**Task prompt**
Everything from the line that contains "Exercise. Point to every instance of the dog's ear" through the final line of the records should be written out exactly, and nothing outside that span.

**Source records**
-----
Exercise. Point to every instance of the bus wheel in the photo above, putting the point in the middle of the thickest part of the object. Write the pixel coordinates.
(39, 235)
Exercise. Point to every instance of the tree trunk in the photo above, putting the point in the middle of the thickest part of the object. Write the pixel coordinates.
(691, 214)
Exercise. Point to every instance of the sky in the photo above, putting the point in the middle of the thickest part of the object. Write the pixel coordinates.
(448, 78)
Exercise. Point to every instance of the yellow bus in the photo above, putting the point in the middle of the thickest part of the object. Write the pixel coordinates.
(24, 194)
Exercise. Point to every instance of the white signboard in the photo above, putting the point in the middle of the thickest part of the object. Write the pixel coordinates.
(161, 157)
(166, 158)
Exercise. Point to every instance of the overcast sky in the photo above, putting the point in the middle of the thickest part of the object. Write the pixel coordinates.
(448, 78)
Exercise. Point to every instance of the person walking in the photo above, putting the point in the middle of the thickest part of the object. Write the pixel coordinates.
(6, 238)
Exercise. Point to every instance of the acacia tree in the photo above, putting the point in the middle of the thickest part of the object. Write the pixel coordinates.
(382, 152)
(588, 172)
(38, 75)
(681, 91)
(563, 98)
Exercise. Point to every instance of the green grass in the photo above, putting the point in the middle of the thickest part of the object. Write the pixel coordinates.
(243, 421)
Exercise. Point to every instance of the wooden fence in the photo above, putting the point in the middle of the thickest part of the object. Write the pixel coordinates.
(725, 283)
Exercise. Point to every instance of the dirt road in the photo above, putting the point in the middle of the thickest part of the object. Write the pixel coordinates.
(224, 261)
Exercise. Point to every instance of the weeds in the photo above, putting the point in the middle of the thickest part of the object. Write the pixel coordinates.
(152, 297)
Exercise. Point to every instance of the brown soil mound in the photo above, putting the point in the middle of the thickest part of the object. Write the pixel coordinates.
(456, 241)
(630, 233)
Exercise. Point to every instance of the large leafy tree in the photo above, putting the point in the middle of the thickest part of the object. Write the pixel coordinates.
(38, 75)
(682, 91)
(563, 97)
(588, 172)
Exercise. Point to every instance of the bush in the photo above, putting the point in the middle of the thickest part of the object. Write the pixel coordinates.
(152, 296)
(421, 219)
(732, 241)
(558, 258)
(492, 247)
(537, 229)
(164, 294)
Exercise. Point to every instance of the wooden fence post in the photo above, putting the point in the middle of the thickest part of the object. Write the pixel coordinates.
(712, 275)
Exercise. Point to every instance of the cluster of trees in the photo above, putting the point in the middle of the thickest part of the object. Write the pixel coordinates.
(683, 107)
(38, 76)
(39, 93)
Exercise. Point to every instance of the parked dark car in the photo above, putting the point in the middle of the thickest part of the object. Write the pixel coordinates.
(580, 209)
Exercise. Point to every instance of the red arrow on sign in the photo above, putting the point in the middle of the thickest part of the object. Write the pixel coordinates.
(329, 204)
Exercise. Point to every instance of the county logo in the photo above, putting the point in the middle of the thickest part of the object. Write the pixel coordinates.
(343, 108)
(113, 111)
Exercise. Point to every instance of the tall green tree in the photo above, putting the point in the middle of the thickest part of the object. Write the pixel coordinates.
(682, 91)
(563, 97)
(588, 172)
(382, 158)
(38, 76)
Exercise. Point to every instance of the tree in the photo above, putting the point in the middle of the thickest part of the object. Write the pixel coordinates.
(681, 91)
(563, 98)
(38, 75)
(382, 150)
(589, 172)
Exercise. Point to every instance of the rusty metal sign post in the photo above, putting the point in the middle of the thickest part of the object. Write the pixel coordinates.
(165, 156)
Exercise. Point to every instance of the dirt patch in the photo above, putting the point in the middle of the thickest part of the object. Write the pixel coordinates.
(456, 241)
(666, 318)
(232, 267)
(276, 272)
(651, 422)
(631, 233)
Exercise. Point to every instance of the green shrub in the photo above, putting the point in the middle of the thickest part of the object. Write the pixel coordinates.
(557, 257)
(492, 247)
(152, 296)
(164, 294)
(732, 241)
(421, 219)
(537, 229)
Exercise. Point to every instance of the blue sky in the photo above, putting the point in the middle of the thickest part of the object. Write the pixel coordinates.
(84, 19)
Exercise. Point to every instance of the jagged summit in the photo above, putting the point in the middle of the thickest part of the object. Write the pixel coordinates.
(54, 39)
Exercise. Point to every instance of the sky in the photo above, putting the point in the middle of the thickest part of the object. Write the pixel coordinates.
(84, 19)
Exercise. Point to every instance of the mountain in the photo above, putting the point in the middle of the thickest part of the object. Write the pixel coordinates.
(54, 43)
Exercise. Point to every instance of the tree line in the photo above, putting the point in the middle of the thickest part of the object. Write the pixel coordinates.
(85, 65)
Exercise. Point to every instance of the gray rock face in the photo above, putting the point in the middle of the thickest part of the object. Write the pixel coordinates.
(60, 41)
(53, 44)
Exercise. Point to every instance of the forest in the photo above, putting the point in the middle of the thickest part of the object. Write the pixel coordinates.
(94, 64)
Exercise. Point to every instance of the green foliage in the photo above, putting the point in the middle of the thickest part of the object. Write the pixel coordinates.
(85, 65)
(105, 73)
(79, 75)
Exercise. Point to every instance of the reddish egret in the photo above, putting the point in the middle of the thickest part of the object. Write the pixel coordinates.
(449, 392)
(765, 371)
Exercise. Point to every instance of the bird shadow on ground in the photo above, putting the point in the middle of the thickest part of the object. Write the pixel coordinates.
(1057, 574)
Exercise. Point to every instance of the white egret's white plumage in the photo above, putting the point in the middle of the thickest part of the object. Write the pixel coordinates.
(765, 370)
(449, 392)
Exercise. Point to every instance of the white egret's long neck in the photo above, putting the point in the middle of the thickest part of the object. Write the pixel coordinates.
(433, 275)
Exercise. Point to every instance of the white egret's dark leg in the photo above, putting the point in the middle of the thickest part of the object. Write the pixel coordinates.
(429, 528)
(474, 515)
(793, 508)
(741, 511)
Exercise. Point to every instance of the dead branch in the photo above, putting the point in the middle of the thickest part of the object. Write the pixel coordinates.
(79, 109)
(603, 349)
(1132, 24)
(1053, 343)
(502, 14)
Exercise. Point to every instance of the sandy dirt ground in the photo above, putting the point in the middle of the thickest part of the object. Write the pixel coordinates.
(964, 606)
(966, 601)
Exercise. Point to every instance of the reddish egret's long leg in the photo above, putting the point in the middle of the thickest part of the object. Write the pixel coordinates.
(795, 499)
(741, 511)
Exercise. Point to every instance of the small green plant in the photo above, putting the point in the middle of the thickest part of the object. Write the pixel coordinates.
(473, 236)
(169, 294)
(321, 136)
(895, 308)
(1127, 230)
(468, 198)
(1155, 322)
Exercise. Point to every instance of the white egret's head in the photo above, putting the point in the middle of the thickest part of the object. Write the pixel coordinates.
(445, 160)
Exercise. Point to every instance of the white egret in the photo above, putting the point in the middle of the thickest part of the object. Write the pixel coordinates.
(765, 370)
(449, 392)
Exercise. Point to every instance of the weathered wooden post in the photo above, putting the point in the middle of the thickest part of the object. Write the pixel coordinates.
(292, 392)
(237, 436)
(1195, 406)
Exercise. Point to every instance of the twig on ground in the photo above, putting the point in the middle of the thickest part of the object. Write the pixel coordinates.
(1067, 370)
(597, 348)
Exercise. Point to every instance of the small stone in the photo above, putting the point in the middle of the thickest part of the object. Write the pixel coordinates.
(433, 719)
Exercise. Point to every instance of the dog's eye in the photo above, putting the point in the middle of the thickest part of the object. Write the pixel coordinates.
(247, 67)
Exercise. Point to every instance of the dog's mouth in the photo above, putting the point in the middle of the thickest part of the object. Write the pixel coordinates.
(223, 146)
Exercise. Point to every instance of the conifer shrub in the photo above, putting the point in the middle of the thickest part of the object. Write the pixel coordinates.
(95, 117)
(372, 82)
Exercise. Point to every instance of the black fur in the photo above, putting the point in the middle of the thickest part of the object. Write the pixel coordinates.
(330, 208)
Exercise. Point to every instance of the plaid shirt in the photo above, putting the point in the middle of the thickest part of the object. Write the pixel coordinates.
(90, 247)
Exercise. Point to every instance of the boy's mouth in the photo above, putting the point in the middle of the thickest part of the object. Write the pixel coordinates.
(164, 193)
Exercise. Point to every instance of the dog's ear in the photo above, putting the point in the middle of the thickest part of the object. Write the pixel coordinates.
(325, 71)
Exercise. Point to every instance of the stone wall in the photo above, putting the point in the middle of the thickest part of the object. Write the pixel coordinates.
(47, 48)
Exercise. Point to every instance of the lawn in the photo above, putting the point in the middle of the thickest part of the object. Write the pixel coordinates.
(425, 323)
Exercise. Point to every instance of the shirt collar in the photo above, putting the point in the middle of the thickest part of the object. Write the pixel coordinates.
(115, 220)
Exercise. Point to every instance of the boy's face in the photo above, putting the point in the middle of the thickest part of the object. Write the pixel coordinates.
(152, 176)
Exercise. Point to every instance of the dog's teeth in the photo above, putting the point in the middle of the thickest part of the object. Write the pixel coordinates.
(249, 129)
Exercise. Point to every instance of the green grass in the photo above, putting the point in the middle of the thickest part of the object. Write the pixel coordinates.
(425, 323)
-----
**Exercise solution**
Exercise. Point to every instance of the dog's ear in the photo above, putting the point in the middle of the thickest part of the object. Write the pixel coordinates.
(325, 71)
Exercise. Point to every instance of the stone wall in the photo above, putting the point in the middle of the thickest part of the object. Write the pixel coordinates.
(47, 48)
Exercise. Point to every instance of the lawn in the photo above, putting the point in the middle of the thickest part of the object. Write the pixel coordinates.
(425, 323)
Exercise. Point to every instance of the shirt collar in the photo above, putting the point in the middle of the thickest part of the object. Write the pixel coordinates.
(115, 220)
Exercise. Point to every instance of the boy's face in the photo above, putting the point in the middle of the thickest part of the object. Write the pixel coordinates.
(152, 176)
Exercise. Point to every instance of the dog's teeth in the photo above, putting the point in the middle of the thickest part of the object. Write the pixel coordinates.
(249, 129)
Exercise. Point to every instance of the green grass in the photo above, putting the point in the middle of the thickest part of the object. Write the pixel coordinates.
(425, 323)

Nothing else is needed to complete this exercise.